Thank you to my friends. To those of you I know. To those of you I don't know. For encouraging me with the post I wrote on Monday. I was blown away. Not only by the comments on the blog. But by the emails I received. Emails from friends who shared their own struggles with anxiety or depression. There are so many of us. So many of us that don't want to talk about it.
I talk about everything. On this blog I have talked about every aspect of our infertility journey which, when you think about it, is a whole lot more personal than a journey through depression and anxiety.
I knew the Lord was going to eventually have me share this. I just wasn't sure when the time would be. I always pride myself on my transparency, but this time, it felt different. It felt like something that needed to be private for a time.
And so it was.
What started as anxiety turned into depression. Daily crying spells that I couldn't conquer. I had been doing so much better. Nelly's death was the first time that I felt something "bigger than the counseling and medication" had taken over. It was pushing through the skills and coping mechanisms I had learned and I couldn't keep the feelings at bay. I turned to all the skills I had learned in my sessions. They were incredibly helpful. I remembered my doctor telling me that thoughts will come into my head. It's what I do with them once they get there that matters. While in Mexico I did the breathing exercises I had learned. The mental exercises I had learned. And I prayed softly when I didn't have the words to pray out loud.
Today I read my counselor the paper I wrote on the events that occurred in Mexico. I was going to be winding up my sessions because, as I mentioned previously, these were strictly to teach me techniques to deal with anxiety. But we've decided to do a few more so I can work through this event a bit more. I'll share a bit more later. I'll share a bit of my paper. And what my counselor was able to help me with as she listened to me read.
But it's 8pm now. The boys are in bed. And I am midway through a really great book. (I'll update with some reviews when I am done.)
The house is ready for our guests arriving tomorrow. JB's Mom and Dad and his sister Elizabeth and her husband Grant are on their way to Orlando as we speak. They will stay with JB's sister Katie tonight and then the four of them will drive the remaining six hours tomorrow. John's brother Ray and his family will be leaving tomorrow and join us later tomorrow night. We are so very blessed to have them join us for the Thanksgiving Holiday.
I hope we all remember what we are thankful for this week especially. I also hope we can remember that there are those individuals who don't have families to spend the day with. My heart is with those of you who are grieving or lonely during this special time. I pray the Lord will especially minister to your heart and give you an extra dose of his love and encouragement this week.

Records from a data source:
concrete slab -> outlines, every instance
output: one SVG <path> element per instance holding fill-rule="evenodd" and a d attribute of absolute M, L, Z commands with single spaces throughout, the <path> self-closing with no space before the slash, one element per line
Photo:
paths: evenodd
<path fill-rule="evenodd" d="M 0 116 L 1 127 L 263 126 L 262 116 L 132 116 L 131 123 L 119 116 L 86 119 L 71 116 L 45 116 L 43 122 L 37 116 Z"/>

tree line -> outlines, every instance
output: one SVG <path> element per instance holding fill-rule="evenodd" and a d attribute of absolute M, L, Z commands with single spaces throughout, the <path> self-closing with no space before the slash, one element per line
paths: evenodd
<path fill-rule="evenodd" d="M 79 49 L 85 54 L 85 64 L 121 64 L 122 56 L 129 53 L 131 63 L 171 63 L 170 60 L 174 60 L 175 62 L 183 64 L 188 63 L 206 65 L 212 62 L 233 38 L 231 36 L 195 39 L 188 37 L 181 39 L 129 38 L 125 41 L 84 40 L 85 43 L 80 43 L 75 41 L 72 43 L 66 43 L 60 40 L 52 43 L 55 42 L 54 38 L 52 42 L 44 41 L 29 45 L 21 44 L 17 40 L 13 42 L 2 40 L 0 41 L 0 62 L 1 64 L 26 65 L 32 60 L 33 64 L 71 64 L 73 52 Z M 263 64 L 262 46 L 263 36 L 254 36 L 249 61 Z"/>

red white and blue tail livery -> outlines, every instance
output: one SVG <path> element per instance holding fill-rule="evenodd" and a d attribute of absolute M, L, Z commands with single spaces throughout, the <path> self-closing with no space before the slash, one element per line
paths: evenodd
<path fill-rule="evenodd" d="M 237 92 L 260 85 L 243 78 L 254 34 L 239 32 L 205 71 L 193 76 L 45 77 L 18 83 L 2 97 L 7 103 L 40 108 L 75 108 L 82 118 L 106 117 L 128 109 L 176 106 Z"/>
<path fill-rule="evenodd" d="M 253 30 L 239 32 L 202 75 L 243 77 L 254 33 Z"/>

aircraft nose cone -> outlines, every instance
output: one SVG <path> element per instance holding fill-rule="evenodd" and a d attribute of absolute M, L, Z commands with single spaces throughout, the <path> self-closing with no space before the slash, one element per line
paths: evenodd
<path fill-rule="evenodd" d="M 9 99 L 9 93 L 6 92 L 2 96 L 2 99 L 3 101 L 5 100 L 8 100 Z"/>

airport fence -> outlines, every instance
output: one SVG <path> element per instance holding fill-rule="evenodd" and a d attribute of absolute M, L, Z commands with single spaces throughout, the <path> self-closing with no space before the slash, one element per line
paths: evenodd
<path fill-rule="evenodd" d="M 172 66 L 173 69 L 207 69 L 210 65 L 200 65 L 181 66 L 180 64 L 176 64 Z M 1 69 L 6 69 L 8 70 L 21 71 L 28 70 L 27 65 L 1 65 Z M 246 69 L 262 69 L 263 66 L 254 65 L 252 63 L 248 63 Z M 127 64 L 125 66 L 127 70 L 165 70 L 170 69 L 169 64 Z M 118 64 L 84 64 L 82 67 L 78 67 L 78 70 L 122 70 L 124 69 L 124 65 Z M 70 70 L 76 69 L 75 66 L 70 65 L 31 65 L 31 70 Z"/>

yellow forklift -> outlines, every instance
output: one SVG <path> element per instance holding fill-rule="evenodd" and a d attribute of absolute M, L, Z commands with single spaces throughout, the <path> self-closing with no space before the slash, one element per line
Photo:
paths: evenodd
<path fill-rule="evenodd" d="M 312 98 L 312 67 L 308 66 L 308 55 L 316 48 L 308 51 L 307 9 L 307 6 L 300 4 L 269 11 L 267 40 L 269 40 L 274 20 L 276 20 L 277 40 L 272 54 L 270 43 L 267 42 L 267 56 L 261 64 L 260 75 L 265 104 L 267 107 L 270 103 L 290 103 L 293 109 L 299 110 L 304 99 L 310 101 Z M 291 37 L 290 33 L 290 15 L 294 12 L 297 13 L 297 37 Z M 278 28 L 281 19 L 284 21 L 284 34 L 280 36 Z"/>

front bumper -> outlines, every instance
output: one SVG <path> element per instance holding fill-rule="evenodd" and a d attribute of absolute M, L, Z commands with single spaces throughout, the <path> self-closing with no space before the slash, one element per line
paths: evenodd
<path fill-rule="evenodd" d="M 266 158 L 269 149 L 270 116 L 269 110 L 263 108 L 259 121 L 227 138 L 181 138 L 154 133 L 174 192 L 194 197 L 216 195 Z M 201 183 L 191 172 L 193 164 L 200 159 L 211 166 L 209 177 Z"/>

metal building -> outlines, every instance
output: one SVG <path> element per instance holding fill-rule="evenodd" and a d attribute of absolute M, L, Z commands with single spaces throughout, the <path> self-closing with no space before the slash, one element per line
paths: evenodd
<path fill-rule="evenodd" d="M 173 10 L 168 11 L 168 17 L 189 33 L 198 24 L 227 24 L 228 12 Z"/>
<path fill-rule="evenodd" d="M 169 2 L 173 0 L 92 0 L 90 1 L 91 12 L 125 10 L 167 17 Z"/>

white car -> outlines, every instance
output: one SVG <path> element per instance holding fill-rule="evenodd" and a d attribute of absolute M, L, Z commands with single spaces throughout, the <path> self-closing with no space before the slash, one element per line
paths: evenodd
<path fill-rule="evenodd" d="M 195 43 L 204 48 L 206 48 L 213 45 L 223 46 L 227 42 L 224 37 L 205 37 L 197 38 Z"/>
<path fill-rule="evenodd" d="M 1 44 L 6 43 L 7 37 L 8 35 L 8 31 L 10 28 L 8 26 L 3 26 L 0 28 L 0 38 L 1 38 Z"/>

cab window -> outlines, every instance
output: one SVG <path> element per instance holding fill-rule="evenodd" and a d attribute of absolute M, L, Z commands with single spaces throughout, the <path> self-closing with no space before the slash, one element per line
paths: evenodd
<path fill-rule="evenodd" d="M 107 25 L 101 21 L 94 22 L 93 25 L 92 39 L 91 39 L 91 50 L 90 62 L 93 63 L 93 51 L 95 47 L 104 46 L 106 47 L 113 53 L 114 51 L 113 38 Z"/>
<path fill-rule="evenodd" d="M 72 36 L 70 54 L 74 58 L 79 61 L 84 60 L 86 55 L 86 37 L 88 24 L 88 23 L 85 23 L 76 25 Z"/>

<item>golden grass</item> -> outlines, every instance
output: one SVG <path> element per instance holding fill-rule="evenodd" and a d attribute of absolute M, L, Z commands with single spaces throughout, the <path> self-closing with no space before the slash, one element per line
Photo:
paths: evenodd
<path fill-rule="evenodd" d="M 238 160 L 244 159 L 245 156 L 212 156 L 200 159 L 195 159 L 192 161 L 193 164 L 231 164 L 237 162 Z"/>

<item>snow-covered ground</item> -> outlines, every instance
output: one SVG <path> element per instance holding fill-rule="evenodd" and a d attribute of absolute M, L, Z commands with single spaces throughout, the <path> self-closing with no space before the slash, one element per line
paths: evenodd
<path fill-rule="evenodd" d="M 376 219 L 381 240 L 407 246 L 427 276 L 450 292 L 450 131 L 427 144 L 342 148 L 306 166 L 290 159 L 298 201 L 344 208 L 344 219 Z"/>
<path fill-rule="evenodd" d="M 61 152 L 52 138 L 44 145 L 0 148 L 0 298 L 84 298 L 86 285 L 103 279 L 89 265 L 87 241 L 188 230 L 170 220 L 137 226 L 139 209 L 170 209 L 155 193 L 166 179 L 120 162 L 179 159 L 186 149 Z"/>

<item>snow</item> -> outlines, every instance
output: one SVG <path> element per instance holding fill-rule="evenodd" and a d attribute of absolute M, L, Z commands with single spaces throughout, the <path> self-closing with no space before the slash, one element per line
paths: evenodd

> **Exercise A**
In the blog post, what did the writer read to the counselor today?
> **Exercise B**
Who, according to the blog post, is on the way to Orlando? List each person.
The data has no connection to the blog post.

> **Expected output A**
The paper the writer wrote on the events that occurred in Mexico.

> **Expected output B**
JB's Mom, JB's Dad, his sister Elizabeth, and her husband Grant.